Reproduce the closing part of the entries exactly: the line with "For the benchmark, drop one pin per instance of the cabinet" and all lines after it, ending with the last line, and nothing else.

# PROVIDED RECORDS

— Start —

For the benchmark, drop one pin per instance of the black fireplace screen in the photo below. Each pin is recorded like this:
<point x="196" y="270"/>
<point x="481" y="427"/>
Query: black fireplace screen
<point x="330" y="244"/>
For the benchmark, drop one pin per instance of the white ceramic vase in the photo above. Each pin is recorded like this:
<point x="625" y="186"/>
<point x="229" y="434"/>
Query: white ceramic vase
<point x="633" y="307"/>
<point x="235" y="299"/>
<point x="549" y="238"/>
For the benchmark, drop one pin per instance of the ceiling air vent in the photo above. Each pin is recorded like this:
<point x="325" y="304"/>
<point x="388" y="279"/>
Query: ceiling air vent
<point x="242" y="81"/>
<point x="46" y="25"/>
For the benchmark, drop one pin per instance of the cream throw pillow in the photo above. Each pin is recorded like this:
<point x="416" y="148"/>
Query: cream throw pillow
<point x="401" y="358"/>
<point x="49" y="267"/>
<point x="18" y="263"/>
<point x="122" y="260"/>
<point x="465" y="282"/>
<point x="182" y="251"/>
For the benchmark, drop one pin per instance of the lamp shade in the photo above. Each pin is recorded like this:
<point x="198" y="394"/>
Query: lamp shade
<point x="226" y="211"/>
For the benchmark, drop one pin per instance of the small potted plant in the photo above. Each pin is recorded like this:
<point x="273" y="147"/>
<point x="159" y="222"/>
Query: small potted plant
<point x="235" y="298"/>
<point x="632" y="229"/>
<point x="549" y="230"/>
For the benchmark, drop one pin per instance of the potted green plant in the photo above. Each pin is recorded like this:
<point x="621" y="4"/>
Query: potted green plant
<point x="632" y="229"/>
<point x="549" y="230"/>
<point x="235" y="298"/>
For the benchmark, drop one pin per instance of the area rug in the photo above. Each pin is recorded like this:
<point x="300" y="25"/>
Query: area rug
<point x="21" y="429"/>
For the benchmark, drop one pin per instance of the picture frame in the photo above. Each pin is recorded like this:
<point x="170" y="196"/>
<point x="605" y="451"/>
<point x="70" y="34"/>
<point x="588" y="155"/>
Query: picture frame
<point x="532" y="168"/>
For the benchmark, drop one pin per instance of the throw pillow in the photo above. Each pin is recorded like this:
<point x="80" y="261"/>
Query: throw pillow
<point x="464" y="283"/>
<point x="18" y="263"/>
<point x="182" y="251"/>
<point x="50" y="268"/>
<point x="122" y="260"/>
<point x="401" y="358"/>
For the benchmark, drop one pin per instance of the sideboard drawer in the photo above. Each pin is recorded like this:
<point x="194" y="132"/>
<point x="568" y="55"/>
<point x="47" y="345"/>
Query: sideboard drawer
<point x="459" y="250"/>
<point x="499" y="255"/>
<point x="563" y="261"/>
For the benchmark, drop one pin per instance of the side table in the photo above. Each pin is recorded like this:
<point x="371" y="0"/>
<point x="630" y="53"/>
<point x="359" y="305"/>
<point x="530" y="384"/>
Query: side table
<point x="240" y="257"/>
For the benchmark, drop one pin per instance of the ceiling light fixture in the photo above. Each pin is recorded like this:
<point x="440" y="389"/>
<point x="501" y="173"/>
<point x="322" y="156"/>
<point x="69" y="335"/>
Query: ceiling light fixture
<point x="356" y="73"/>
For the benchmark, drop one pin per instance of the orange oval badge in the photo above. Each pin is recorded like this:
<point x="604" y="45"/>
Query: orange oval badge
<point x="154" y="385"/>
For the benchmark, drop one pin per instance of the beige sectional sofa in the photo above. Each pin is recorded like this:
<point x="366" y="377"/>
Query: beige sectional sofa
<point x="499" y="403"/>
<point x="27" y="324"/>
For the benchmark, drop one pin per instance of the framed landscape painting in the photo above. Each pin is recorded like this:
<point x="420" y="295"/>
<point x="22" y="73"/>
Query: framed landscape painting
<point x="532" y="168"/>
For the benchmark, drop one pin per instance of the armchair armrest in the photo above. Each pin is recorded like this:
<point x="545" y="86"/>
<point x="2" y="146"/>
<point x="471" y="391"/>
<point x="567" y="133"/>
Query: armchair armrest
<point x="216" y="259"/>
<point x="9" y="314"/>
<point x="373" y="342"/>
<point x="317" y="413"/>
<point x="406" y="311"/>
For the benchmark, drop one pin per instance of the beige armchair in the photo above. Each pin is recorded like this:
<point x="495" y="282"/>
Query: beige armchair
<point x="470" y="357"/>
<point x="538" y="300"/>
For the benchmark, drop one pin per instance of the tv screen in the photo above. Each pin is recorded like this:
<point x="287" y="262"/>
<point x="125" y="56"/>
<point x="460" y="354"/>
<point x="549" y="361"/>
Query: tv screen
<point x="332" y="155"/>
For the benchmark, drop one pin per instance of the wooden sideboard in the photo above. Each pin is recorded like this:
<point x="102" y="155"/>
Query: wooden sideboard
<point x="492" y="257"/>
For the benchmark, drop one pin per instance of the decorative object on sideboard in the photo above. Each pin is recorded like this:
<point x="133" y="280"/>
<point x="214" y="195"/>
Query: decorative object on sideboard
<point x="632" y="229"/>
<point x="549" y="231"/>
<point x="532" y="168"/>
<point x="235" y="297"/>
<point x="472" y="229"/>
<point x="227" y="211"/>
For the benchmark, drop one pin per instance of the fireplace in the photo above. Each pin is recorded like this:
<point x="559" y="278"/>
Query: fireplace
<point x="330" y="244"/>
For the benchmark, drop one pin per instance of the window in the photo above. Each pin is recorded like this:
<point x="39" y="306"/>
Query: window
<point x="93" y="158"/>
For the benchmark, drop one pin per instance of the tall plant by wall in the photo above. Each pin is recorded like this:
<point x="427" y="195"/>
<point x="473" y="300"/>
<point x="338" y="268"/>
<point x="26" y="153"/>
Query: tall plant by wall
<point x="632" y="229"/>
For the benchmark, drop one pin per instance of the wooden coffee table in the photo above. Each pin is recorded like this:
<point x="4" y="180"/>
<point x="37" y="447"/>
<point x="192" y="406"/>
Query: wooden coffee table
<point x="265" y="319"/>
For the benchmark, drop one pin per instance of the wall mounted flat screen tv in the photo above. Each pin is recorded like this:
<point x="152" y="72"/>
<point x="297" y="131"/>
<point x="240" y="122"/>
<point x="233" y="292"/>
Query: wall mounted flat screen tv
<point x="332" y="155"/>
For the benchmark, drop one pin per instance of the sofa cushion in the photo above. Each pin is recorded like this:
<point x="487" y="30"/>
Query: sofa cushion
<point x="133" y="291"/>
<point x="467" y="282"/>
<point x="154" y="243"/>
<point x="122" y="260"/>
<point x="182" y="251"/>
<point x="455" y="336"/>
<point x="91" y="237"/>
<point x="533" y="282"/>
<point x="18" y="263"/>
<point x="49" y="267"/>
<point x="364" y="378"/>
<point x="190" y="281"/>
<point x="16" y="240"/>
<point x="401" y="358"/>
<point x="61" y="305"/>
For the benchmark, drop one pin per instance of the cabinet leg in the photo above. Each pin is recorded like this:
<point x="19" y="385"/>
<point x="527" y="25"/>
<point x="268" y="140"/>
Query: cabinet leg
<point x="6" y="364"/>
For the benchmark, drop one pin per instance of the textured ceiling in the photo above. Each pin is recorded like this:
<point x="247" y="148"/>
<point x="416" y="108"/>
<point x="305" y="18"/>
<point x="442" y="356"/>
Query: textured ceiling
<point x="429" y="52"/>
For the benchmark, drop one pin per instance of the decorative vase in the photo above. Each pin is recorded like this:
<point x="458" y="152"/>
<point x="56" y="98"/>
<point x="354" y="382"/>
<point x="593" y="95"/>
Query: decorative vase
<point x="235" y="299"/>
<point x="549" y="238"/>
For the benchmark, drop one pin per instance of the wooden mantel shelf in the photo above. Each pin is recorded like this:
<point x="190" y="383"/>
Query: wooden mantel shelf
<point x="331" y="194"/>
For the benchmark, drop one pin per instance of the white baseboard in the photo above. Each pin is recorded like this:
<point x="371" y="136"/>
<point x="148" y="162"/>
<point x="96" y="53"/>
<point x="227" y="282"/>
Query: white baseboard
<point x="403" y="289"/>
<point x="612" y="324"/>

— End —

# COMPLETE OUTPUT
For the benchmark, drop one pin per instance of the cabinet leg in the photo above. Each pin is recorded like this:
<point x="19" y="385"/>
<point x="527" y="25"/>
<point x="268" y="140"/>
Query: cabinet leg
<point x="6" y="364"/>
For the benchmark, drop one pin per instance of the textured ceiling in the photo above. Each pin is recorded like this:
<point x="247" y="148"/>
<point x="416" y="108"/>
<point x="305" y="18"/>
<point x="442" y="356"/>
Query: textured ceiling
<point x="429" y="52"/>
For the benchmark, drop one pin per instance of the decorative vase in the photo above. Each pin is recorded like this:
<point x="458" y="152"/>
<point x="56" y="98"/>
<point x="354" y="382"/>
<point x="593" y="95"/>
Query: decorative vase
<point x="235" y="299"/>
<point x="549" y="238"/>
For the benchmark, drop one pin per instance of the wooden mantel shelf in the photo above. Each pin is recorded like this:
<point x="190" y="383"/>
Query: wooden mantel shelf
<point x="331" y="194"/>
For the benchmark, drop one pin per instance of the white baseboard in the photo above. Each pin is recorded like this:
<point x="371" y="136"/>
<point x="148" y="162"/>
<point x="96" y="53"/>
<point x="227" y="282"/>
Query: white baseboard
<point x="403" y="289"/>
<point x="612" y="324"/>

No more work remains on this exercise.